Source passage start

How to build
============

Supported Platforms
-------------------

.. list-table::
    :widths: auto
    :header-rows: 1
    :align: left

    * - Platform
      - Explanation
    * - Tensorflow
      - >= 1.6.0. (first choice, convenient for Android NN API in the future)
    * - Caffe
      - >= 1.0.

Environment Requirement
-------------------------

``mace``\ supply a docker image which contains all required environment. ``Dockerfile`` under the ``./docker`` directory.
the followings are start commands:

.. code:: sh

    sudo docker pull cr.d.xiaomi.net/mace/mace-dev
    sudo docker run -it --rm --privileged -v /dev/bus/usb:/dev/bus/usb --net=host -v /local/path:/container/path cr.d.xiaomi.net/mace/mace-dev /bin/bash

if you want to run on your local computer, you have to install the following softwares.

.. list-table::
    :widths: auto
    :header-rows: 1
    :align: left

    * - software
      - version
      - install command
    * - bazel
      - >= 0.13.0
      - `bazel installation <https://docs.bazel.build/versions/master/install.html>`__
    * - android-ndk
      - r15c/r16b
      - reference the docker file
    * - adb
      - >= 1.0.32
      - apt-get install android-tools-adb
    * - tensorflow
      - >= 1.6.0
      - pip install -I tensorflow==1.6.0 (if you use tensorflow model)
    * - numpy
      - >= 1.14.0
      - pip install -I numpy=1.14.0
    * - scipy
      - >= 1.0.0
      - pip install -I scipy=1.0.0
    * - jinja2
      - >= 2.10
      - pip install -I jinja2=2.10
    * - PyYaml
      - >= 3.12.0
      - pip install -I pyyaml=3.12
    * - sh
      - >= 1.12.14
      - pip install -I sh=1.12.14
    * - filelock
      - >= 3.0.0
      - pip install -I filelock=3.0.0
    * - docker (for caffe)

Source passage end
Data shown start

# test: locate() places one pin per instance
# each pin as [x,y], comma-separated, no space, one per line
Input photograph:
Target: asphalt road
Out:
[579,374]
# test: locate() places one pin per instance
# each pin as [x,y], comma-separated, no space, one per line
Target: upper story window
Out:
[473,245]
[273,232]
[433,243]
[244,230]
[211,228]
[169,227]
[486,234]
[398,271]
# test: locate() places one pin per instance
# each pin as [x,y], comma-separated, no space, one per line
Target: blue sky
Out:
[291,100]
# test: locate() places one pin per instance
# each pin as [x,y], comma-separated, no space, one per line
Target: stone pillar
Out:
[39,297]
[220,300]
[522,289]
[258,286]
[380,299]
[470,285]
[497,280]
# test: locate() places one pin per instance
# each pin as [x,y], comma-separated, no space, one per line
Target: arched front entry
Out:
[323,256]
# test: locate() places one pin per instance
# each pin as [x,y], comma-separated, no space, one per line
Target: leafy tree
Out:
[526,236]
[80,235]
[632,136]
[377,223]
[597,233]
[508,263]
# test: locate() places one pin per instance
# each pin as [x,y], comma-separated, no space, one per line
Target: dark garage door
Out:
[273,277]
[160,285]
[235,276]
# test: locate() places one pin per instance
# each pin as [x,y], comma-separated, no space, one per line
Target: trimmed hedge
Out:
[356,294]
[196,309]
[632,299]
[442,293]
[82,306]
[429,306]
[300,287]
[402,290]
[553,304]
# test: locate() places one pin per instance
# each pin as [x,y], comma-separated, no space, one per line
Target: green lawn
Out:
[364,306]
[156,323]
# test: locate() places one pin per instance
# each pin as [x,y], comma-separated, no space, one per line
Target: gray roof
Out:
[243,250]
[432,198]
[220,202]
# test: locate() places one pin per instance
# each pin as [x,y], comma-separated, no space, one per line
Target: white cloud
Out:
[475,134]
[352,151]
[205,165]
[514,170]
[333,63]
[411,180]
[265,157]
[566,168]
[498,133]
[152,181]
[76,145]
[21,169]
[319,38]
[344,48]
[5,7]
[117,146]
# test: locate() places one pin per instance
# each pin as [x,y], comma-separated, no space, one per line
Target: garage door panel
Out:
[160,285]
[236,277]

Data shown end

Pick up the MACE build instructions at the point where they stop and continue them. The rows above are not required for the work that follows.

      - >= 17.09.0-ce
      - `install doc <https://docs.docker.com/install/linux/docker-ce/ubuntu/#set-up-the-repository>`__


Docker Images
----------------

* Login in `Xiaomi Docker Registry <http://docs.api.xiaomi.net/docker-registry/>`__

.. code:: sh

    docker login cr.d.xiaomi.net

* Build with Dockerfile

.. code:: sh

    docker build -t cr.d.xiaomi.net/mace/mace-dev


* Pull image from docker registry

.. code:: sh

    docker pull cr.d.xiaomi.net/mace/mace-dev

* Create container

.. code:: sh

    # Set 'host' network to use ADB
    docker run -it --rm -v /local/path:/container/path --net=host cr.d.xiaomi.net/mace/mace-dev /bin/bash


Usage
--------

============================
1. Pull code with latest tag
============================

.. warning::

    please do not use master branch for deployment.

.. code:: sh

    git clone git@v9.git.n.xiaomi.com:deep-computing/mace.git

    # update
    git fetch --all --tags --prune

    # get latest tag version
    tag_name=`git describe --abbrev=0 --tags`

    # checkout to latest tag branch
    git checkout -b ${tag_name} tags/${tag_name}

============================
2. Model Optimization
============================

-  Tensorflow

Tensorflow supply a
`model optimization tool <https://github.com/tensorflow/tensorflow/blob/master/tensorflow/tools/graph_transforms/README.md>`__
for speed up inference. The docker image contain the tool,
by the way you can download from `transform_graph <http://cnbj1-inner-fds.api.xiaomi.net/mace/tool/transform_graph>`__
or compile from tensorflow source code.

The following commands are optimization for CPU, GPU and DSP.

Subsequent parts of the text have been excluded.